§ YOUR INSTRUCTIONS:
For this exercise, output the line containing "Place a point on every instance of the white foam" and every line after it through the end of the records, exactly, and no other line.

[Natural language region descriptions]
+++

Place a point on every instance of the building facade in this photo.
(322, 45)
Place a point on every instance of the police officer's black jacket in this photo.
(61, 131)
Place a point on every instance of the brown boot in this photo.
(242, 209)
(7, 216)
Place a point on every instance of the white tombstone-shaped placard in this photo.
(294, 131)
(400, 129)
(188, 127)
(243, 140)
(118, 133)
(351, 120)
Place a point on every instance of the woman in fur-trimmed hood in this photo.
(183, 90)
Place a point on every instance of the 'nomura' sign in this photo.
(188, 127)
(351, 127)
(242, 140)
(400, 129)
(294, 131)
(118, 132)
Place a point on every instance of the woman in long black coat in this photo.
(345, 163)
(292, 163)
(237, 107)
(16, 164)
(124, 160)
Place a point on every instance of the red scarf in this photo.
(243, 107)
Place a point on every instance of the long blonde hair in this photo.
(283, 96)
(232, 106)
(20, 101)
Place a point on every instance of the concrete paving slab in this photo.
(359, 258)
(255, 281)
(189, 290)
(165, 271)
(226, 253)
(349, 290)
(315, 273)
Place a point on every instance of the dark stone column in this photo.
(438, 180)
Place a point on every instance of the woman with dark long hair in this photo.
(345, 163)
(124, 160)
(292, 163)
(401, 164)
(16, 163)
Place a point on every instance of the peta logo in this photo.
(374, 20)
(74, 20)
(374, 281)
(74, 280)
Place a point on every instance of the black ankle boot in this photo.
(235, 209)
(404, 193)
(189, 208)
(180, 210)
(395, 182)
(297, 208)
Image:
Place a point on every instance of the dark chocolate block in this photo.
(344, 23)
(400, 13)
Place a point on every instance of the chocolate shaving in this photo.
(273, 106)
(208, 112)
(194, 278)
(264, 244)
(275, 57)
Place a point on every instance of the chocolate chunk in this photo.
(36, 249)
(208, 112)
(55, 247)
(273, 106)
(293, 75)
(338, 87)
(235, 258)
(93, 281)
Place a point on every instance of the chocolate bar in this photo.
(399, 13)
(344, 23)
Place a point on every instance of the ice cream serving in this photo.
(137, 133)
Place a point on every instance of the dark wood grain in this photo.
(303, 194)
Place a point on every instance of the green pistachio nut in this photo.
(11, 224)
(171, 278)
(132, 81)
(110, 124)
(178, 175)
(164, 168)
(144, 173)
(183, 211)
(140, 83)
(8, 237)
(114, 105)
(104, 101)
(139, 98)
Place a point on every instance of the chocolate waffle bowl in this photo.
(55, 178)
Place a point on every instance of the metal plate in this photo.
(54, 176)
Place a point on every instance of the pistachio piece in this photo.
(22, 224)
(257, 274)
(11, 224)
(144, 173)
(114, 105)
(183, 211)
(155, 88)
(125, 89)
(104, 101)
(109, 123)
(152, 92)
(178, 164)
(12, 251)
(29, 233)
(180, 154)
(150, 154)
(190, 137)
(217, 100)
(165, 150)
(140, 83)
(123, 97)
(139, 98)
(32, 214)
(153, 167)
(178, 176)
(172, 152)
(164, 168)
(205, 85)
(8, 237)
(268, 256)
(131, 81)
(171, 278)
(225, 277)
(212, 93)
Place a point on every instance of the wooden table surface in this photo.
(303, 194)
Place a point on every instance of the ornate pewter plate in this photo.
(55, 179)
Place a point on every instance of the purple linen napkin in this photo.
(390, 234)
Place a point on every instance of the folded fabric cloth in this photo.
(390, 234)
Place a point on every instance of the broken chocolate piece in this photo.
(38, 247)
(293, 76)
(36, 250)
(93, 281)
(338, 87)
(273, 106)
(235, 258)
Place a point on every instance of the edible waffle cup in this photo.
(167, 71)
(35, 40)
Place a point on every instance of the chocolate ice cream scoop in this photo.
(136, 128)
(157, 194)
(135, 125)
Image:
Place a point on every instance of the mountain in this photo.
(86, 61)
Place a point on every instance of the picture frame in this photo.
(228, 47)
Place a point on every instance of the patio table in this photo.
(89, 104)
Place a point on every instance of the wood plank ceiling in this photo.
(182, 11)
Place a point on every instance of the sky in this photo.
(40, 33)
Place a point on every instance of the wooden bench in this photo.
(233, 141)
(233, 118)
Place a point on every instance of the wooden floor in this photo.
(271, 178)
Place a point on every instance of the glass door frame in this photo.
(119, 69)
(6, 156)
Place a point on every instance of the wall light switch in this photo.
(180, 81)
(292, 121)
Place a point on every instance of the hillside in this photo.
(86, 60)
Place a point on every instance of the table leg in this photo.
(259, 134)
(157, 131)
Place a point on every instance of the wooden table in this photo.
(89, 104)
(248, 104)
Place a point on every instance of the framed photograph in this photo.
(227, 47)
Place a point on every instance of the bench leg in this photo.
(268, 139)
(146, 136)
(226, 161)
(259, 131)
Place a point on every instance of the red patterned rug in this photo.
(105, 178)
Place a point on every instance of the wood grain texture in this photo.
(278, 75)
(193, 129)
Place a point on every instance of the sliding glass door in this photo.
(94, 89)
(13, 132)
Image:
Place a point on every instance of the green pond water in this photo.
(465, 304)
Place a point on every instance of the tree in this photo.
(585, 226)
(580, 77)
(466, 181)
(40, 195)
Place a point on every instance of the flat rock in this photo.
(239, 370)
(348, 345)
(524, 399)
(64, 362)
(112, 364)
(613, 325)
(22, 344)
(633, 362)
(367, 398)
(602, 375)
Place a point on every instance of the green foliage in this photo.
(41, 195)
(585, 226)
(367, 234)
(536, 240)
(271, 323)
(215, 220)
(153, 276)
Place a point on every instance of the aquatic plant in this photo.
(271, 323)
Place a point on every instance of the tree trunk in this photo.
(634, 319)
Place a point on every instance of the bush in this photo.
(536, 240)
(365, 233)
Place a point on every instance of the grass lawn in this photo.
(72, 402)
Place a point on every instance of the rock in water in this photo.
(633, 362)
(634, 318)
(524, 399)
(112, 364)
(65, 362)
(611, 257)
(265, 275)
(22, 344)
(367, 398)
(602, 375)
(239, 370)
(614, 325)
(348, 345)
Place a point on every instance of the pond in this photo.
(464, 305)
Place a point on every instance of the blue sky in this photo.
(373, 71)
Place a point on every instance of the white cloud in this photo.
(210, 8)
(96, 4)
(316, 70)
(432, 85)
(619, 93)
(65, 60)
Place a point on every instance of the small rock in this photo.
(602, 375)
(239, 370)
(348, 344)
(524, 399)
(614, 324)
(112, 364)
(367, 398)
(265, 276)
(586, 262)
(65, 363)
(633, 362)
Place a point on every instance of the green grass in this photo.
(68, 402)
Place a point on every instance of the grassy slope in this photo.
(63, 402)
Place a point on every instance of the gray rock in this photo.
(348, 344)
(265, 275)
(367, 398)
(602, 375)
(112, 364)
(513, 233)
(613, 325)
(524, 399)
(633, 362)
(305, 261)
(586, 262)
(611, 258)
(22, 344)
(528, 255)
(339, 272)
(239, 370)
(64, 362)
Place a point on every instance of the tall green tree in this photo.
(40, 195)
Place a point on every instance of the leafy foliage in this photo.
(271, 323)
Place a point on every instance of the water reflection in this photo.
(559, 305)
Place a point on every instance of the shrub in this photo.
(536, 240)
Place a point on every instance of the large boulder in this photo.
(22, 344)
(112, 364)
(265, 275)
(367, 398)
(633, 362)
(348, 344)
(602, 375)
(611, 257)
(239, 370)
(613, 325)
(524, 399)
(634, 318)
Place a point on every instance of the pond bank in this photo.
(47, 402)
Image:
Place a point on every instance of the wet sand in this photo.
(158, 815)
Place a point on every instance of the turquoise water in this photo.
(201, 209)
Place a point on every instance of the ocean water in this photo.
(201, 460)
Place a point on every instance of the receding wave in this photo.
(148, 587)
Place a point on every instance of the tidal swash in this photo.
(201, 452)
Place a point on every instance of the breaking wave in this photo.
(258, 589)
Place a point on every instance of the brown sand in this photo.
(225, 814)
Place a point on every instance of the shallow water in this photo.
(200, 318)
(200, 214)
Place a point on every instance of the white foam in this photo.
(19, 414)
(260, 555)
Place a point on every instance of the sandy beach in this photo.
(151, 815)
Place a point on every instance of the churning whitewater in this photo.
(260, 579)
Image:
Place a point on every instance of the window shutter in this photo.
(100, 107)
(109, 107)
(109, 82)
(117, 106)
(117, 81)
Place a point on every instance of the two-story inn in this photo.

+++

§ EXERCISE ANSWER:
Place a point on every instance of the white foam in this photo.
(19, 414)
(260, 555)
Place a point on every instance of the sandy beach in this photo.
(151, 815)
Place a point on every instance of the churning whitewater in this photo.
(260, 579)
Image:
Place a point on every instance of the window shutter in this photo.
(100, 107)
(109, 107)
(109, 82)
(117, 106)
(117, 81)
Place a point on every instance of the two-story inn in this photo.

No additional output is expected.